= Text =
──────

In August 1964, the bodies of Chaney, Goodman, and Schwerner were found. They had been missing for weeks. This led to a large search and brought more attention to the violence in Mississippi.

Despite the outrage, the government tried to stop the MFDP at the Democratic Convention. They wanted to avoid upsetting Southern white voters. SNCC field secretary Fannie Lou Hamer spoke powerfully at the convention. She described the terrible conditions for Black farmers and the violence she faced when trying to vote.

The Democratic Party offered the MFDP only two seats where they could watch but not vote. Fannie Lou Hamer refused this offer. She said, "We didn't come all this way for no two seats when all of us is tired."

This event made many activists feel betrayed by the Democratic Party. It made them question their work on voter registration.

New Directions in 1965

By the end of 1964, SNCC had many staff members. But many felt lost after the events at the Democratic Convention. The violence and the large number of white volunteers also caused tension. Black staff felt frustrated by the challenges.

──────

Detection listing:
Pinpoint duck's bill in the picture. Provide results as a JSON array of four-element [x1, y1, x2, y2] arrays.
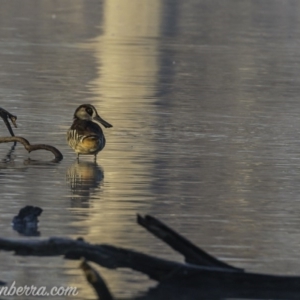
[[95, 116, 112, 128]]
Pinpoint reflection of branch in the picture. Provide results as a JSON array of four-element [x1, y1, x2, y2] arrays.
[[137, 215, 243, 271], [0, 107, 17, 136], [0, 136, 63, 161], [0, 216, 300, 300]]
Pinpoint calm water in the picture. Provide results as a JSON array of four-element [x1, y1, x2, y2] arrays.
[[0, 0, 300, 300]]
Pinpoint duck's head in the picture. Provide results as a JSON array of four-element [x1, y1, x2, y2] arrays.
[[74, 104, 112, 128]]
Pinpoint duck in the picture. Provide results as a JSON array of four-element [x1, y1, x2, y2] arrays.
[[67, 104, 113, 161]]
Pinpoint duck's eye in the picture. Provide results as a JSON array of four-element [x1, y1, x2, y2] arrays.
[[86, 107, 93, 116]]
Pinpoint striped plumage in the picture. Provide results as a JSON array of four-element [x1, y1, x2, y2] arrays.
[[67, 104, 112, 159]]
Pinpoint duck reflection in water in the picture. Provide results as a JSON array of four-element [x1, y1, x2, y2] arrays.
[[67, 161, 104, 208]]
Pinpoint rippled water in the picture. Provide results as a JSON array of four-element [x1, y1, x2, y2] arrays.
[[0, 0, 300, 299]]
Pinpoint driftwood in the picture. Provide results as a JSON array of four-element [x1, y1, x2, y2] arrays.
[[12, 205, 43, 236], [0, 107, 17, 136], [0, 107, 63, 162], [0, 136, 63, 162], [80, 259, 113, 300], [0, 216, 300, 299]]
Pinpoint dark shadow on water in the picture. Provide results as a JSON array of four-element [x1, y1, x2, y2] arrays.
[[66, 161, 104, 208]]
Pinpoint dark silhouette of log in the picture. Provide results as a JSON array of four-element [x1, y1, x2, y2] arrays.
[[0, 107, 17, 136], [137, 215, 243, 271], [80, 259, 113, 300], [0, 136, 63, 162], [0, 216, 300, 300]]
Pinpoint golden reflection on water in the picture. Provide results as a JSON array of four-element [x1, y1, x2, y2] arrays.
[[67, 0, 162, 297], [76, 0, 161, 243]]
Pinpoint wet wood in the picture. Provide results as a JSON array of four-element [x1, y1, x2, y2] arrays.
[[137, 215, 243, 271], [0, 216, 300, 299], [0, 136, 63, 162], [0, 107, 17, 136]]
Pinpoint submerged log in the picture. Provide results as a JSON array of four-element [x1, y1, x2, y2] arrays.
[[0, 216, 300, 299], [0, 107, 63, 162], [80, 259, 113, 300], [0, 136, 63, 162], [0, 107, 17, 136]]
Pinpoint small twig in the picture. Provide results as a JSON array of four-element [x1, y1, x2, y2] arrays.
[[0, 107, 17, 136], [0, 136, 63, 162]]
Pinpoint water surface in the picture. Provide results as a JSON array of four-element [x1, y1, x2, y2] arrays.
[[0, 0, 300, 299]]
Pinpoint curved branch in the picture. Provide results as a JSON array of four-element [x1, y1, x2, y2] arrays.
[[0, 107, 17, 136], [0, 136, 63, 162]]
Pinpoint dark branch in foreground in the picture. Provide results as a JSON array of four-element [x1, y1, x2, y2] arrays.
[[0, 216, 300, 300], [0, 107, 17, 136], [0, 136, 63, 162]]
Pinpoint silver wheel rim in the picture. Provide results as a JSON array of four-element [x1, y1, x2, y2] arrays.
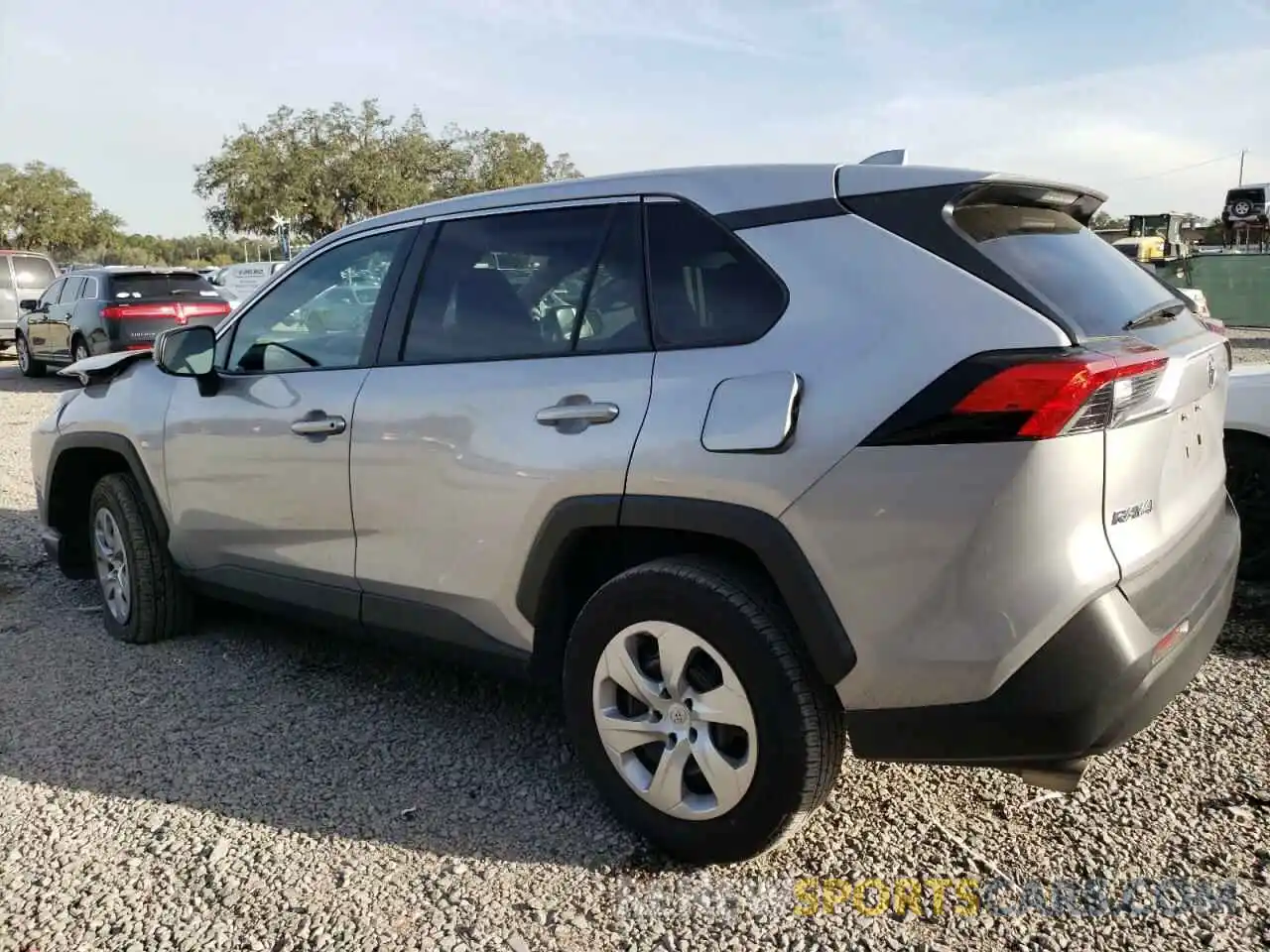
[[591, 622, 758, 820], [92, 507, 132, 625]]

──────

= Challenges =
- A) Translate this sentence from the civil rights passage into Spanish: "This event made many activists feel betrayed by the Democratic Party."
- B) According to the civil rights passage, what did the Democratic Party offer the MFDP at the convention?
- C) Continue the civil rights passage above from the point where it stops.

= Outputs by task =
- A) Este acontecimiento hizo que muchos activistas se sintieran traicionados por el Partido Demócrata.

- B) Only two seats where they could watch but not vote.

- C)
Even though the Civil Rights Act of 1964 and the Voting Rights Act of 1965 were passed, faith in the government was low. Fannie Lou Hamer said she "lost hope in American society."

SNCC leaders debated how the group should be organized. Some wanted a more structured group. Others, like Bob Moses, believed that leaders should come from the people themselves. He said, "Leadership is there in the people."

Black Power Movement in 1966

Carmichael and Black Power

In May 1966, Stokely Carmichael became SNCC's new chairman. After being arrested for the 27th time, he asked a crowd, "What do you want?" They shouted back, "Black Power! Black Power!"

For Carmichael, Black Power meant Black people should set their own goals. They should lead their own organizations. He said, "We have to organize ourselves to speak from a position of strength."

SNCC began to focus on organizing in cities. They worked in Atlanta, Georgia. They also supported Julian Bond when he was not allowed to take his seat in the Georgia Legislature. This was because SNCC opposed the Vietnam War.

A paper from the "Vine City" project in Atlanta explained Black Power. It said that Black people had not been allowed to organize themselves because of white interference. It suggested that white people's presence could make Black people feel intimidated.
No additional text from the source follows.